(Exercise)
Please reproduce the entries starting at the line that has "Exercise. Mark the stroller" and ending after the line that has "[(327, 365)]", substituting "baby carriage" for every "stroller" and keeping everything else as it stands.

(Material provided)
──────
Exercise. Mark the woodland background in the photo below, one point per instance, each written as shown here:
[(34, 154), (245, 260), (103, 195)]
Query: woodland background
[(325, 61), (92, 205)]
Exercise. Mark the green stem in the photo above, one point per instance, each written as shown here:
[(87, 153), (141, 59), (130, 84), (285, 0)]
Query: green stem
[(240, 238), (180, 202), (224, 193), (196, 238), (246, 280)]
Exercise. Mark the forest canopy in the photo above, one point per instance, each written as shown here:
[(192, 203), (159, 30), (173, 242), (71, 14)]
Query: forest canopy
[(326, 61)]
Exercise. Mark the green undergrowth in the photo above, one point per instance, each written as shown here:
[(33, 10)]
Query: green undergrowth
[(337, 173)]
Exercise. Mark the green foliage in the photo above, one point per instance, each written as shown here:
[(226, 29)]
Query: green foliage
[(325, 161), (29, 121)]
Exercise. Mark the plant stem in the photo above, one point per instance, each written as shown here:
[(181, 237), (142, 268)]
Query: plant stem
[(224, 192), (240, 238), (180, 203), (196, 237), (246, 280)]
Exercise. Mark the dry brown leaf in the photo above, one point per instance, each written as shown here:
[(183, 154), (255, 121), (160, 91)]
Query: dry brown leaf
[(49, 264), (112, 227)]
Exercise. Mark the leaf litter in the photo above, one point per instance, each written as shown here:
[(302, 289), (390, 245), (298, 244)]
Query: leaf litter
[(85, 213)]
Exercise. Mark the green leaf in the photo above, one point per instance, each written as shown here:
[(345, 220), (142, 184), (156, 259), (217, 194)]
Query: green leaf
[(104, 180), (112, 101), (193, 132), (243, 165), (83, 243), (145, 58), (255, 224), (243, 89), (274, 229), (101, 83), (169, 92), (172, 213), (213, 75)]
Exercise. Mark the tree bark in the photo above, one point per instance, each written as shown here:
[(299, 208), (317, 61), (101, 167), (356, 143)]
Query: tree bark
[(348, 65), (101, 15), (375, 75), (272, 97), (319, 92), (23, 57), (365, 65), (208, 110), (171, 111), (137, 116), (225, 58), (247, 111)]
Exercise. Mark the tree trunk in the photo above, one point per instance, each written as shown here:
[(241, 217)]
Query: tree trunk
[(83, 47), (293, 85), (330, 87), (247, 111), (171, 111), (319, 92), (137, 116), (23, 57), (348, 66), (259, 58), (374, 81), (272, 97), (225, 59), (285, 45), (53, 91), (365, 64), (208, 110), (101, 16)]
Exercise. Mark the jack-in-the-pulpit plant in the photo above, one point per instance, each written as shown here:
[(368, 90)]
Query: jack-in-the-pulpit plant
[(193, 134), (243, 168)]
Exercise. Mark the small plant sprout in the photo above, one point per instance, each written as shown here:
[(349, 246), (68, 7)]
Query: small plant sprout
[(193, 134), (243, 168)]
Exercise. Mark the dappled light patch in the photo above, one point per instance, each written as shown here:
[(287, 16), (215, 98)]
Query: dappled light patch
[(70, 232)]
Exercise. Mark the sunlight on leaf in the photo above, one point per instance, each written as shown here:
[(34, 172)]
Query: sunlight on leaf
──────
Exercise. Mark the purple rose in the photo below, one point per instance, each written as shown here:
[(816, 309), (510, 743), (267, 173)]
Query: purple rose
──────
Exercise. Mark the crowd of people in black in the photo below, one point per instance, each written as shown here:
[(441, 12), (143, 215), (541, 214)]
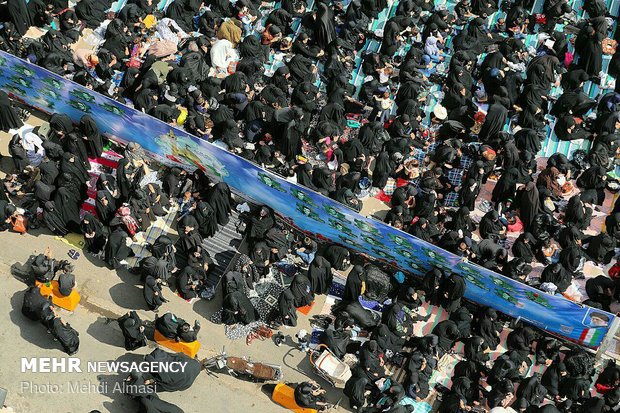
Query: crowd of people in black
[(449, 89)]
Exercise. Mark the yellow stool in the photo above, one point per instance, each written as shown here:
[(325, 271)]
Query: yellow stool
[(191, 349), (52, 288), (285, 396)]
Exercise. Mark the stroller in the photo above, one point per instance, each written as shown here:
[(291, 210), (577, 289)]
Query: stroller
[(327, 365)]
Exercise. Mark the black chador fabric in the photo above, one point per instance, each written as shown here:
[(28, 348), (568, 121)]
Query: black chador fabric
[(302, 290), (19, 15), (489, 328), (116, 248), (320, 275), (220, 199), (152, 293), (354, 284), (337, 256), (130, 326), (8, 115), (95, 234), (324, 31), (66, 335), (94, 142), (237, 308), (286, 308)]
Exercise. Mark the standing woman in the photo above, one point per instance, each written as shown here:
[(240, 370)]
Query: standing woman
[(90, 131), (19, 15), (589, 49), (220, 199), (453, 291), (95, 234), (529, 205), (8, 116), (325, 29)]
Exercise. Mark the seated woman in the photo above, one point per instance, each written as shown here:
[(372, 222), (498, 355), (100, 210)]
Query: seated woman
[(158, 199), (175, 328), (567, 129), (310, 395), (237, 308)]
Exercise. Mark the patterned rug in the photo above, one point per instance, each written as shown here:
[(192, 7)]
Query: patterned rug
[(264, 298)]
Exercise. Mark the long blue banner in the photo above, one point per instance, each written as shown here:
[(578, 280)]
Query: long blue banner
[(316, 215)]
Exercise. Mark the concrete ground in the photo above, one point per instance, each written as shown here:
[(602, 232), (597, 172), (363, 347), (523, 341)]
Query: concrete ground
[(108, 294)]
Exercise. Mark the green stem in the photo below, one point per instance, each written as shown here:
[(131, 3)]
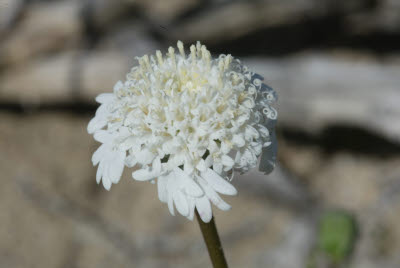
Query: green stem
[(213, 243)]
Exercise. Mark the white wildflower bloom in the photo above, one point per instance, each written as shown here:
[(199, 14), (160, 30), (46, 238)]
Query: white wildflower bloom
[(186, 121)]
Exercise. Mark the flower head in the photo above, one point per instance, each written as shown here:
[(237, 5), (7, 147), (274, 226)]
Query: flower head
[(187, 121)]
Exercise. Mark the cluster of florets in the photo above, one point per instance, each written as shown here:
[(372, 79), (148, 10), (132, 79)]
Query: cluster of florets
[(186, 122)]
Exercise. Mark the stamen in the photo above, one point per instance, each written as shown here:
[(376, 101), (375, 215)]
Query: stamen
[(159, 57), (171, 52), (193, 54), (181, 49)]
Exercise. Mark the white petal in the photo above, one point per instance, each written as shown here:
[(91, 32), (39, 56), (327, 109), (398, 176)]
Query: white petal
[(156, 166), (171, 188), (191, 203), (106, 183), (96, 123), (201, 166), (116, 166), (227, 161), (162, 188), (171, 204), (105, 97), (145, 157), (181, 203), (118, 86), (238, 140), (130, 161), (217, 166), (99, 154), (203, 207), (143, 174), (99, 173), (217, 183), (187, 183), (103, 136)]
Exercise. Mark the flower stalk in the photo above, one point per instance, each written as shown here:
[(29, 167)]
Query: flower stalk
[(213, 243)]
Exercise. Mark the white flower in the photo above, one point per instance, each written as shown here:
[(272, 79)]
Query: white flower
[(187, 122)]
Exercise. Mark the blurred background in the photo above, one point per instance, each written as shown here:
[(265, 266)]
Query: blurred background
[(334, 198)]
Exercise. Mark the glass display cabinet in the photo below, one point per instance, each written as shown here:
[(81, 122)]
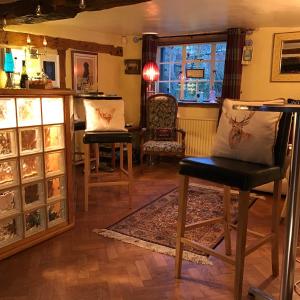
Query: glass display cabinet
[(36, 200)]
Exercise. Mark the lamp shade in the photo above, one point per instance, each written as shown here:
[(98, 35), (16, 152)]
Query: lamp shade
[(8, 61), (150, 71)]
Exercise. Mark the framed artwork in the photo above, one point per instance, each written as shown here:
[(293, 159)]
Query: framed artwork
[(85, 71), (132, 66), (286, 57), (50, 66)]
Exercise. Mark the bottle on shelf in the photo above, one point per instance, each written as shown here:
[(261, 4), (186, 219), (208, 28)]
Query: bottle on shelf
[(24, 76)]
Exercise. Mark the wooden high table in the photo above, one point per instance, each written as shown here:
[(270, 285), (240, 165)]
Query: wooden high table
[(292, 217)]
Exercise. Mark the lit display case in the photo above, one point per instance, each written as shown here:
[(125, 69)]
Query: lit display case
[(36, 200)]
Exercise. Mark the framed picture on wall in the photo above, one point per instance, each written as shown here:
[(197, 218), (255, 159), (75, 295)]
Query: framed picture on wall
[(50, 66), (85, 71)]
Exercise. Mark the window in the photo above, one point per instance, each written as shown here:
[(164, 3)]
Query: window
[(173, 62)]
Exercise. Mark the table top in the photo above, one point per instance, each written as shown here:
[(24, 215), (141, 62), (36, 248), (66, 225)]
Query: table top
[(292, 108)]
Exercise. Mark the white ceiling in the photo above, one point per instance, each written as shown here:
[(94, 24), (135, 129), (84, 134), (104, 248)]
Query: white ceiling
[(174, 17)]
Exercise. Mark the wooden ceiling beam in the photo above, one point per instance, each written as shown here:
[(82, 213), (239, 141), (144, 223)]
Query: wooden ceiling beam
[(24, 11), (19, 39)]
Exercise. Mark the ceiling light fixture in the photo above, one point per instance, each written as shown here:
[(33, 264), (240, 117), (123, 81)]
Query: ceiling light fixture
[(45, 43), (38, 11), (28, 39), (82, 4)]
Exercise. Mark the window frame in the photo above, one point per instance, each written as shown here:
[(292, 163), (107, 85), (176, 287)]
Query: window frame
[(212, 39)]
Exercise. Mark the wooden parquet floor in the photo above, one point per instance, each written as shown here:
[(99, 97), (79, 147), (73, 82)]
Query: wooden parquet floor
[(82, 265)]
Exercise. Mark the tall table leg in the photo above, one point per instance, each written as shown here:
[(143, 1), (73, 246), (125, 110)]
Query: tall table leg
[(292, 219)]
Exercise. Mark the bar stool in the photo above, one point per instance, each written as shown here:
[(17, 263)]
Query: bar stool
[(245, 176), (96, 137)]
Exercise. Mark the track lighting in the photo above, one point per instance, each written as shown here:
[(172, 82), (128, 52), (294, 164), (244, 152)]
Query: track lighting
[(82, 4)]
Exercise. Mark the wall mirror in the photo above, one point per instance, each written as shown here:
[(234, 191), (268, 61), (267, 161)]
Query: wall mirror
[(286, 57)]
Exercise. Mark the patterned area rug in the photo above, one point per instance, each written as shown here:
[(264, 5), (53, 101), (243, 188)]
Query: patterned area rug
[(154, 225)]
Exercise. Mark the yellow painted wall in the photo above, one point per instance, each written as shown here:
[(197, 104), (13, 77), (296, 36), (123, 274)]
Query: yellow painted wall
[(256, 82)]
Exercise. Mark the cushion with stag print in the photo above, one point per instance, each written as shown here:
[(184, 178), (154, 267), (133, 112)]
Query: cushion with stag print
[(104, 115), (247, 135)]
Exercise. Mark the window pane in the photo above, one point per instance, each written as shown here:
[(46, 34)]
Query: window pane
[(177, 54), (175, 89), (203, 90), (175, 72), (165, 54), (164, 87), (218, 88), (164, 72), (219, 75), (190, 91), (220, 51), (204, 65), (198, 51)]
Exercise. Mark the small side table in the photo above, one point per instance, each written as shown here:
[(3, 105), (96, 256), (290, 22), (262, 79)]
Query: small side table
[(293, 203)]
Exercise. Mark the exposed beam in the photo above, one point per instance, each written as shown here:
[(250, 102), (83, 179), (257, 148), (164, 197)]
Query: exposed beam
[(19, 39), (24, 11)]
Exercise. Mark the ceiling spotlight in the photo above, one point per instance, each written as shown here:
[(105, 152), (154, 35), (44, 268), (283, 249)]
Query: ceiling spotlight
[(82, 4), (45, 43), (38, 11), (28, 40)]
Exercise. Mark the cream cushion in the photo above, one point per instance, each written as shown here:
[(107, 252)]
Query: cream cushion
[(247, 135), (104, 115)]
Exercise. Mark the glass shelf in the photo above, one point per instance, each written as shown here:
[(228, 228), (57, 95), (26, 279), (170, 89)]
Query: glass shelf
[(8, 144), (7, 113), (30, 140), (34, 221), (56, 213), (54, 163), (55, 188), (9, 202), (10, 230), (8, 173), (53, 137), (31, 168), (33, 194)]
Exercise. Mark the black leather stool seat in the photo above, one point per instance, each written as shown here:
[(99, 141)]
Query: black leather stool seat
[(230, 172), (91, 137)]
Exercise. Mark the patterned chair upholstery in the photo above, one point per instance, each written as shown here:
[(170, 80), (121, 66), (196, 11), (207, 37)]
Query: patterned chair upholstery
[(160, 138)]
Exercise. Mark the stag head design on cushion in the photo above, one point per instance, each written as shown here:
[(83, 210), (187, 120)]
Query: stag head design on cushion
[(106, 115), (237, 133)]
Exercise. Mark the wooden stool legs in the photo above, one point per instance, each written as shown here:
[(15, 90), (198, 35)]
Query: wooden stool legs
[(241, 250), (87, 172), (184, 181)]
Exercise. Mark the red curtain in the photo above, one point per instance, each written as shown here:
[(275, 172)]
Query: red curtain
──────
(The solution)
Exercise. Mark the baby carriage in the photo above, one point per instance, each written as shown here:
[(291, 210), (577, 289)]
Query: baby carriage
[(327, 365)]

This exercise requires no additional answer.